-- START OF Provided data --

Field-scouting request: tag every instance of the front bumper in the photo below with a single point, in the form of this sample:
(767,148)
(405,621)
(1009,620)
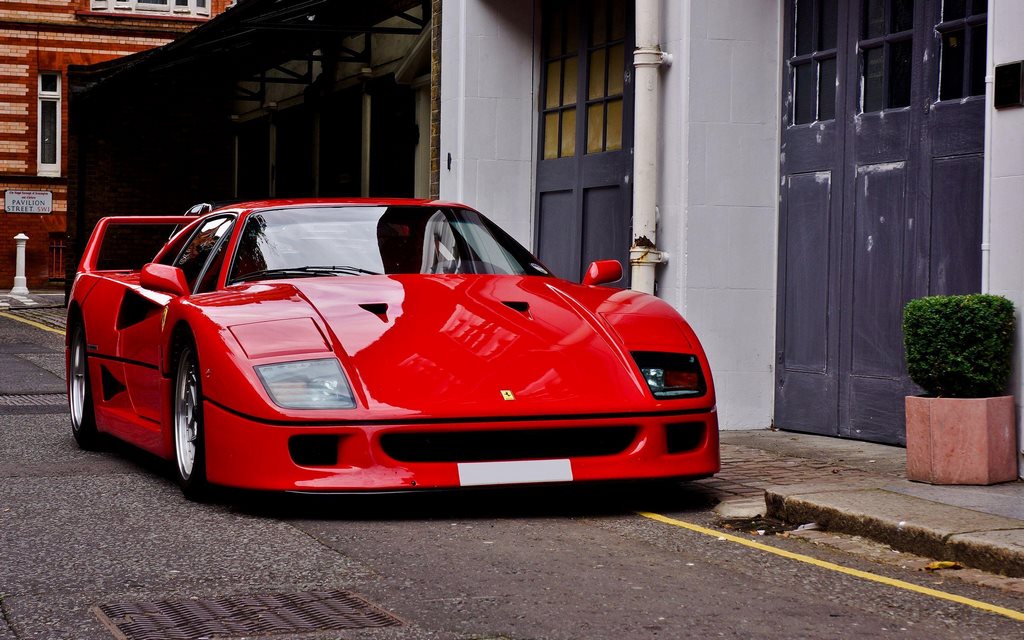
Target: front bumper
(247,454)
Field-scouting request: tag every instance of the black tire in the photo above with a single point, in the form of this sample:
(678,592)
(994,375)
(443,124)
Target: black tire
(83,416)
(187,425)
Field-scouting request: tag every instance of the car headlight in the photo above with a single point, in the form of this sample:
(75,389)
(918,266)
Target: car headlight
(307,384)
(671,375)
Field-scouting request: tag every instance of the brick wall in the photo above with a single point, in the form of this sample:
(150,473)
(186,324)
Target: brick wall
(48,36)
(125,165)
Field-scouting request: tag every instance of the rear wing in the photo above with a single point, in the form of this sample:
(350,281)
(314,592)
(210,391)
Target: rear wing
(127,243)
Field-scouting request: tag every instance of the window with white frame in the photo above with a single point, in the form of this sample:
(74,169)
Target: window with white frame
(49,124)
(157,7)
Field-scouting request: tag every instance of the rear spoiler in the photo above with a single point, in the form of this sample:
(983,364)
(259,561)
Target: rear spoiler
(94,248)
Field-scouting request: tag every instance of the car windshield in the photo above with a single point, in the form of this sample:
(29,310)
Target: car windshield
(364,240)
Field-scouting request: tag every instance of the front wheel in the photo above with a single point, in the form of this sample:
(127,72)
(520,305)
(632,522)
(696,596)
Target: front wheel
(189,449)
(83,418)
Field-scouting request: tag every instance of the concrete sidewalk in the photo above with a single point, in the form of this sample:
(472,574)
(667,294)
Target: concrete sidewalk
(861,488)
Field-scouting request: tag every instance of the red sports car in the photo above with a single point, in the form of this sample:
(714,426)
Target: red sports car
(329,345)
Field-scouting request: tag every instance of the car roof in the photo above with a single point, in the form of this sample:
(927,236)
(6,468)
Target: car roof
(292,203)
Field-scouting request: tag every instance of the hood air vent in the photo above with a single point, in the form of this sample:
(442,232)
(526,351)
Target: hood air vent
(377,308)
(522,307)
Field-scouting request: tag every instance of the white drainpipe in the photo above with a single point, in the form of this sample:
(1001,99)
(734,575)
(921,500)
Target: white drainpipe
(986,199)
(644,255)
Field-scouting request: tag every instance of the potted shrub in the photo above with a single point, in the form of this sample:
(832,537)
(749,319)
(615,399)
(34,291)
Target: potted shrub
(958,350)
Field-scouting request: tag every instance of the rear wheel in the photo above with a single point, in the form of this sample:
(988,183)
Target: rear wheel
(189,448)
(83,418)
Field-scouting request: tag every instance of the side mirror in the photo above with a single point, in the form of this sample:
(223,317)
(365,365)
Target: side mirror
(602,272)
(165,279)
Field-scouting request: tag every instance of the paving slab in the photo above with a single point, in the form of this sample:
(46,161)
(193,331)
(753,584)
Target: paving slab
(907,523)
(1006,500)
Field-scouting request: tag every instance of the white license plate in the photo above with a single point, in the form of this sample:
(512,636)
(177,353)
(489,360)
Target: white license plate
(524,472)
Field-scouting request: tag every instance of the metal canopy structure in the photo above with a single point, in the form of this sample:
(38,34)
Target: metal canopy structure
(254,41)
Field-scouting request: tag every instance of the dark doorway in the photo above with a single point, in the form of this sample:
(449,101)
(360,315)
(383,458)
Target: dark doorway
(883,127)
(586,128)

-- END OF Provided data --

Exercise instructions:
Please rewrite the part of the entries that opens with the line containing "Field-scouting request: tag every instance of the car roof" and closes with the last entry, requests included. Scale every answer point coordinate by 2.35 and round to whole numbers with halves going up, leaving the requests and their sample points unchanged.

Written response:
Field-scouting request: tag every instance of the car roof in the photo above with a single point, in the form of this sample:
(927,236)
(6,468)
Target: car roof
(686,477)
Field-scouting request: tag every instance of the hood air vent in the photo above with a single point, in the form of this sample:
(442,232)
(526,351)
Target: hood air vent
(886,724)
(1227,721)
Field-scouting request: tag every instance of the white drainpipe in the photo above with a single point, in the form of this sample:
(1001,99)
(734,575)
(921,500)
Target: white drainpipe
(2317,468)
(1513,599)
Field-scouting request: tag every instance of the potted shrub in the photo above with a single point, in the form of this sample:
(832,537)
(749,319)
(615,399)
(34,291)
Target: potted shrub
(2251,823)
Field-scouting request: tag every instance of the rear wheel in the photo above with a single point, in the form of this sample:
(988,183)
Target: rear wheel
(444,1053)
(195,982)
Field-scouting request: tag every instance of the side mirror in the photo above with a single point, in the form of this sample:
(223,317)
(365,365)
Target: side mirror
(1415,639)
(388,656)
Field-scouting request: tag every instance of the paving slab in the photo above with a single point, in the form of this sample:
(46,161)
(193,331)
(753,584)
Target: paving slab
(2131,1229)
(2364,1175)
Field-scouting request: tag every instance of the white license plate in the photo above with a single point, in the form of this sample:
(512,636)
(177,353)
(489,360)
Target: white license plate
(1231,1109)
Field-scouting request: tag every instance of the metal canopy structure in the photo above with a single point, in the form of this sample:
(38,34)
Target: metal canopy structure
(597,96)
Field-scouting request: tag every instance of the dark doorway in the photo above with a single point, in the form of this sample:
(449,101)
(360,315)
(383,458)
Target: dark doorway
(2075,298)
(1377,301)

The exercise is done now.